§ **What to work on**: Return only the lines starting at the line that contains "Would you be able to point at the navy" and ending with the final line of the listing; include both endpoints.

§ **Material provided**:

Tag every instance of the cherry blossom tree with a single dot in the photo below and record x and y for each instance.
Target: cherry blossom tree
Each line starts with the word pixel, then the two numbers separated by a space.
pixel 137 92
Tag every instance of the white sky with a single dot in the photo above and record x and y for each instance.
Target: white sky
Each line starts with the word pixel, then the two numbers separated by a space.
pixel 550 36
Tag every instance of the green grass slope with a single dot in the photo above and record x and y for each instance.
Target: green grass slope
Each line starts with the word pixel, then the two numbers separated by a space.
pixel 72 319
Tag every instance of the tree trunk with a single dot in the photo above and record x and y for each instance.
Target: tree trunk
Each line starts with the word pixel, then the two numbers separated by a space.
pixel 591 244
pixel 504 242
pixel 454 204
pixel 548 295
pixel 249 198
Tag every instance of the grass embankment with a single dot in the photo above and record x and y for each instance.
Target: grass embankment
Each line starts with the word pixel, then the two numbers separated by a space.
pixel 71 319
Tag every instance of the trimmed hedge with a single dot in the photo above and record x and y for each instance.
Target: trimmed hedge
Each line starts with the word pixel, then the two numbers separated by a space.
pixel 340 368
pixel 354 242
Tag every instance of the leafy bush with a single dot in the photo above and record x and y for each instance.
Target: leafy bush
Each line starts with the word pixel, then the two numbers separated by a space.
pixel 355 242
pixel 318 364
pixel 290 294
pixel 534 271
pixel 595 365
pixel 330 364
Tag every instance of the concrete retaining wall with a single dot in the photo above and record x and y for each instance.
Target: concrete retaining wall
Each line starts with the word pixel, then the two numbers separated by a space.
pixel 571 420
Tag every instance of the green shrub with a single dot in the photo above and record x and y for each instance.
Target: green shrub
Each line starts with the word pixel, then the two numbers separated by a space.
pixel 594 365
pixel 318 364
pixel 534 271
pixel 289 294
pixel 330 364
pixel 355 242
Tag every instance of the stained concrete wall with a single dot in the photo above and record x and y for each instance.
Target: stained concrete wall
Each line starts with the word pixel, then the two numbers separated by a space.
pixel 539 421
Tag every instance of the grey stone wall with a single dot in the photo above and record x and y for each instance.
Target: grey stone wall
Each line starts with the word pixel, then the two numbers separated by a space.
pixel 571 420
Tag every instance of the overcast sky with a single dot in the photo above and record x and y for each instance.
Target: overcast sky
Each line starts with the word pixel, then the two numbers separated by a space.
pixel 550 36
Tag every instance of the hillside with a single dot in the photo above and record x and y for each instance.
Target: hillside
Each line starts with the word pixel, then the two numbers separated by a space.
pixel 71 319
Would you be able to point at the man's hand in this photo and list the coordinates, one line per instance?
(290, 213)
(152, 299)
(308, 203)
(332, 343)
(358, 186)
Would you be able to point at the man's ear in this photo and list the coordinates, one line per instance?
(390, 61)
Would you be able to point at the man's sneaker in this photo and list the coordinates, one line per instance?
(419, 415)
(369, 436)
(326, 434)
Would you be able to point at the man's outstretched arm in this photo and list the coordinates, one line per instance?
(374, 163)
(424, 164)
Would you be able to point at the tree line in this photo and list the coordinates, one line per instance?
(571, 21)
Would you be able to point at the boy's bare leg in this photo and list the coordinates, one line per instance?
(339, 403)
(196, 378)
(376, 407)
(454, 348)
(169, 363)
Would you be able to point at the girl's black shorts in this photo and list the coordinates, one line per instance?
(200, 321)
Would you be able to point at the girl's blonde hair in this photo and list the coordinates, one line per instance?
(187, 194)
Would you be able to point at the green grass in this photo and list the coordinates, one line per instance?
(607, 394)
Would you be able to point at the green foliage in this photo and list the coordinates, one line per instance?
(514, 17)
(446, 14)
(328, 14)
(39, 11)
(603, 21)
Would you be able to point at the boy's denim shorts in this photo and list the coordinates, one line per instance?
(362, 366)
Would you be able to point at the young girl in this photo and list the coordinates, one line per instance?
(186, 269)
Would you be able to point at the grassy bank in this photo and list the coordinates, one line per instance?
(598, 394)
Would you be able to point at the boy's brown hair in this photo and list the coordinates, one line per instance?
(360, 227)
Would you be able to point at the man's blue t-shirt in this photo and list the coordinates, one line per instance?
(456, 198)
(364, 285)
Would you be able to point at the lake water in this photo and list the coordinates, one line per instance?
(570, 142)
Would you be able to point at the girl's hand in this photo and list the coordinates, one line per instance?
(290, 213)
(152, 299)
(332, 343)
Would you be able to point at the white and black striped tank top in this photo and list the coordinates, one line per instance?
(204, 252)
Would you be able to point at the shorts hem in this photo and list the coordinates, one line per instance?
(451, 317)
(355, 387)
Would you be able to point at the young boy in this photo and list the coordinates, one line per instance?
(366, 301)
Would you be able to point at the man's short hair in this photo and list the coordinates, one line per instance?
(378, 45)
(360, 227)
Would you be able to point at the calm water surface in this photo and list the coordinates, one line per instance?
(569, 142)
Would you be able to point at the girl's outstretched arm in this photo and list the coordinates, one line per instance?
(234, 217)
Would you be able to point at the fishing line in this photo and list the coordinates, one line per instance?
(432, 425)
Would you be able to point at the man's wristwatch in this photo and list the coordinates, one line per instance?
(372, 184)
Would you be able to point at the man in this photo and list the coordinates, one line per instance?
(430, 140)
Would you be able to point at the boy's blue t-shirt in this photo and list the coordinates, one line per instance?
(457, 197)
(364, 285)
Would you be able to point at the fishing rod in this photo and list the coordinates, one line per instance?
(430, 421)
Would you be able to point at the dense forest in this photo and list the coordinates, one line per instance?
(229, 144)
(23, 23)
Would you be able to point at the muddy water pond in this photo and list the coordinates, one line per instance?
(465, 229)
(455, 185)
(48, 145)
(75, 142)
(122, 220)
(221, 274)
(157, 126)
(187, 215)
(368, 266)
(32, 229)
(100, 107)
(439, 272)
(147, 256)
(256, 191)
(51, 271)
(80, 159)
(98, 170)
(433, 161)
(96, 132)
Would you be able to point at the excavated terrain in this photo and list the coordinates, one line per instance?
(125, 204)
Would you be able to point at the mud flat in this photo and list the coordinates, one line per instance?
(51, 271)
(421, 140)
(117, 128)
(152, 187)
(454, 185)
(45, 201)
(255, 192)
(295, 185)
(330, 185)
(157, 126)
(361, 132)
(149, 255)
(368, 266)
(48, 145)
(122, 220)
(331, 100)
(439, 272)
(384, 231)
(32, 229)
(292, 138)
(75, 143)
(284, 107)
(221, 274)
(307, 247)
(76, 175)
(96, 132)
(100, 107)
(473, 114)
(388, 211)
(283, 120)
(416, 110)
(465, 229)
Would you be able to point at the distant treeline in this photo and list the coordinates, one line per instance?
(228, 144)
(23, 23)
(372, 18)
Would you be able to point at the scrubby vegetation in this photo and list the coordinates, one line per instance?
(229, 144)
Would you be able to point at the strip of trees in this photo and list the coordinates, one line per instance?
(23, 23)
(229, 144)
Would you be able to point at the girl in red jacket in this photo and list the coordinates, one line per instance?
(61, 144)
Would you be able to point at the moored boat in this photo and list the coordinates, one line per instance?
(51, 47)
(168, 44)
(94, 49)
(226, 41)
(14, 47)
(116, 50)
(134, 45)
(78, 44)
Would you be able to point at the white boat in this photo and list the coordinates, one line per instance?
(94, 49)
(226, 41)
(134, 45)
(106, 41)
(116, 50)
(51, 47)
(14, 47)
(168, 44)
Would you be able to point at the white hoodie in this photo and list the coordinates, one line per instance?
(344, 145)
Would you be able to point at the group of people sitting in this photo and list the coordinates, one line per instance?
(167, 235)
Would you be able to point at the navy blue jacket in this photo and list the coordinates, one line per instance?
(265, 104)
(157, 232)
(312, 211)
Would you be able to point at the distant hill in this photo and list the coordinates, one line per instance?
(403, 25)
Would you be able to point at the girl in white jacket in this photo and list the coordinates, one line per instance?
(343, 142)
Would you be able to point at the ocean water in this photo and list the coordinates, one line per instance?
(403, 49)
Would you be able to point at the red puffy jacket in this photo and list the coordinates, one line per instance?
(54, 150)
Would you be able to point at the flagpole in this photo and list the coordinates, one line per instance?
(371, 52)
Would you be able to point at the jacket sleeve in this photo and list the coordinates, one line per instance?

§ **Problem solution**:
Would you be able to point at the navy blue jacket in this photo and list the coordinates, one line per instance?
(265, 104)
(157, 232)
(312, 211)
Would you be able to point at the distant hill in this photo and list the coordinates, one line per instance?
(403, 25)
Would you be able to point at the girl in white jacket in this photo and list the coordinates, one line per instance?
(343, 142)
Would you be able to point at the ocean water in this photo and list the coordinates, one line per instance?
(403, 49)
Would you be able to point at the red puffy jacket in this photo and list the coordinates, one line per instance?
(54, 150)
Would you be able to point at the flagpole in this photo and list the coordinates, one line per instance?
(371, 52)
Would you be able to point at the jacket sleeve in this photo and list the coordinates, one line per instance?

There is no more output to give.